• _What the task asks_: Rewrite all of the material with "narrow street" changed to "alley" wherever it occurs, keeping everything else the same. Omit the pictures from your version.

(Coordinate annotation entries)
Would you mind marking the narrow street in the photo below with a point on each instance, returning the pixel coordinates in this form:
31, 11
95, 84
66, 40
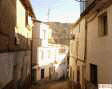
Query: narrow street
55, 44
62, 84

• _Result for this task_:
Would you mind marking the alley in the photo below with a point on each instance, returning the pixel coordinates in this form:
31, 11
95, 84
66, 40
Query: alley
55, 44
62, 84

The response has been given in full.